Text extract —
Sure, they may not be headlining their hometown and selling out the biggest venue, but they are reaching beyond the walls of their comfort and earning those miles. Maybe you think a band sucks and doesn’t deserve their fans, well, tell that to the miles they’ve traveled and the money they’ve sunk into their craft. Where am I going with all this musician-pandering sentiment? Well, I’m here to dissect the “5 bands for 5 bucks” ethos and attempt to use my logic stream to defend local bands and national bands alike.
I’ll come right out and say it, some bands aren’t even worth the five bucks that a local bill may cost. That doesn’t mean that someone on that Kinko’s poster doesn’t deserve that cash. Take it from someone who has been on the receiving end of many an empty show, sometimes the support isn’t at the show for a reason. Bands need to poster for a show, it’s a tried and true method to get the show out there. People see a poster more than once and it will stick with them and they are more likely to hit up your show because someone took the time to go out and give some indication that people should go to your show.
Having good music is another part of getting people to your show. It doesn’t have to be the fanciest EP anyone has ever seen, maybe you only have those cardboard sleeves from Walmart with sharpie on it, fine. If your band couldn’t be bothered to practice your songs enough to nail them even once for a record why should people want to see those same songs live? It doesn’t have to be shiny, studio quality, just make sure you can hear all the instruments and that the drummer didn’t unintentionally switch to 5/4 time in that last drum fill. On the flipside, just because you booked a weekend of studio time it doesn’t mean the album is gonna hit Billboard, practice doesn’t make perfect but it makes better than unpractice.
Now, I know it may just seem like I’m out to bash on local bands for not trying hard enough. This is not the case. I love a bunch of local bands, but I know their struggle. I once lost real bad in a battle of the bands to Tennessee Murder Club and I was all salty about it. I was refusing to look at myself to acknowledge that maybe they practice more than me, maybe they had better stage presence, maybe they didn’t throw in unpracticed vocal harmonies, maybe they tried harder and deserved their win. There’s always going to be someone better than you as a musician, you just have to respect the grind and put in your hours and hope that people dig you for you.

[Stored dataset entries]

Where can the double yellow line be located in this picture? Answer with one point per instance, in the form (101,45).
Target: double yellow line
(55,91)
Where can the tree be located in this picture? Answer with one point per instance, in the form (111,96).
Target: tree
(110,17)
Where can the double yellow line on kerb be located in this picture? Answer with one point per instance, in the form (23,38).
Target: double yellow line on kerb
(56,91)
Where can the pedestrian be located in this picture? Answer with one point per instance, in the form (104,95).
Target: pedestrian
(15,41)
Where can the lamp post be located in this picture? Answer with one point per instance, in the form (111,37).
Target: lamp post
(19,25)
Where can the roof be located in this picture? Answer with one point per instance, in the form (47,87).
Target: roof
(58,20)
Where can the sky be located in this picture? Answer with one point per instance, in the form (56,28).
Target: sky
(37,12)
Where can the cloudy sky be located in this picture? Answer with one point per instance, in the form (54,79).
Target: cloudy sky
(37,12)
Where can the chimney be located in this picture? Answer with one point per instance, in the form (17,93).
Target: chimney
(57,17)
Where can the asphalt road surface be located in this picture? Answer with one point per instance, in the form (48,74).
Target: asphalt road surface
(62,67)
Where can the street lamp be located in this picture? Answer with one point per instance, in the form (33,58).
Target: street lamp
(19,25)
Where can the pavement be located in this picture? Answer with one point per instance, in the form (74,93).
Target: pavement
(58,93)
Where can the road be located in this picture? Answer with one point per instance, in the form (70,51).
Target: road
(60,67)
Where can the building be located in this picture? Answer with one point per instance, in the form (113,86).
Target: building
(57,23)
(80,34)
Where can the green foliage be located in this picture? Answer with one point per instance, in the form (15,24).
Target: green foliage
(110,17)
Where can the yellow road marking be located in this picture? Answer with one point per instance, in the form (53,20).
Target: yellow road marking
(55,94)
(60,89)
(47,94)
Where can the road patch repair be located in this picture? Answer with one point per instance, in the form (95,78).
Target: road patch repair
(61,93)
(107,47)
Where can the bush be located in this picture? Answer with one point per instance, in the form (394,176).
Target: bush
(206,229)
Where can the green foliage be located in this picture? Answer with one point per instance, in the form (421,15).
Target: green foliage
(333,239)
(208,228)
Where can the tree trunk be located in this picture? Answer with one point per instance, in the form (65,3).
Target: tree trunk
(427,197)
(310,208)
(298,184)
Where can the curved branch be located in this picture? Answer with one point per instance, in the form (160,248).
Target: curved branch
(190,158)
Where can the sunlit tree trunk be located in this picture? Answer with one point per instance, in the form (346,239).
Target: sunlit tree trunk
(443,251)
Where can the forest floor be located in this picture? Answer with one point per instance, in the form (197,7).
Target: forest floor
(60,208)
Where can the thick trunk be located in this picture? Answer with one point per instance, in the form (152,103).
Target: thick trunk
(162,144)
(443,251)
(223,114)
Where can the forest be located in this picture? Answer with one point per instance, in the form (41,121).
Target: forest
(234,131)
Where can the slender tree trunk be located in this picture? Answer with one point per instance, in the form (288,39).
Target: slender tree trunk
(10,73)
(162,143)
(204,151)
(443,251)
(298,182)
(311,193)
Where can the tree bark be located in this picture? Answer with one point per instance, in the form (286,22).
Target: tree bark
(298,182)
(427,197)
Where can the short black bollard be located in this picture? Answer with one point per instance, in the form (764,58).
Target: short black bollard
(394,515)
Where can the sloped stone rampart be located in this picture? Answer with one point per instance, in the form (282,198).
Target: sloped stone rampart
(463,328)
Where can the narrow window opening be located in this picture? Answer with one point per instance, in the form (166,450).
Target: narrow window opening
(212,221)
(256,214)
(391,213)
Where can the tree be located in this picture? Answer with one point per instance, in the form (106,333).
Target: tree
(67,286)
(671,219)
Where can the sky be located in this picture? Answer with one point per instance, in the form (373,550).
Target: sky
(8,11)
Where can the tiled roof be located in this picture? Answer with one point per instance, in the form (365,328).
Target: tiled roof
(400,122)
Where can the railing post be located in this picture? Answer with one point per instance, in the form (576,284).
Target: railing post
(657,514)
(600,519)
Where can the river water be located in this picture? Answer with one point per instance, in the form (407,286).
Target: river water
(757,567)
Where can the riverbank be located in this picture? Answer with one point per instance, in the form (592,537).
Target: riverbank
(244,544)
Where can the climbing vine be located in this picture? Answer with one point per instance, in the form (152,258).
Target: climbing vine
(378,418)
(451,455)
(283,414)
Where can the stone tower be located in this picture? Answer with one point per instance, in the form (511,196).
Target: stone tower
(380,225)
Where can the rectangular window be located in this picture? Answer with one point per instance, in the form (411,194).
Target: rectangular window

Complete the following —
**1)** According to the essay on supporting local bands, which band did the author lose to in a battle of the bands?
**2)** Continue the essay on supporting local bands from the point where it ends.

Expected responses —
**1)** Tennessee Murder Club.

**2)**
National acts frequently get flack from local musicians. I’ve seen many a meme roll through my Facebook feed, “people will pay 70 dollars to watch someone lip sync from 100 yards away but not 5 dollars for a local band.” I’d watch Toby Keith at the Premier Center, not because he’s my favorite artist in the world (though I do know a great deal of his songs), but because he’s bringing a show. It’s a whole night of entertainment crafted by technicians with amazing sound, lights, flow, and he’s helping the local Cattleman feed needy families as well. I think of it like McDonald’s: It’s proven itself in all the good and bad ways and it’s all out on the table for us to judge. Which is why to me, local, regional, national, international, they are all important distinctions in a band’s career and are more indicative of how much time and effort a band has put into their craft. This is why the “5 bands for 5 bucks” ethos can be damaging for those trying to break into becoming a professional musician, but a helpful buffer to those starting out.
Three Bands Who Have Been Through More Than You Think
This Chicago punk outfit is considered anything but the words I just used to describe them to many punk purists. You’ll hear choruses of people decrying Rise Against’s “punkness” and that they’re nothing more than an alternative radio rock band nowadays.
For a band that started off leaning much harder into hardcore punk than radio rock it has been hard for people to remember how long it took them to get this far. Even if we ignore the band’s collective experience in punk bands through the 90s with Baxter and 88 Fingers Louie we are still dealing with a band whose first album was released in 2002.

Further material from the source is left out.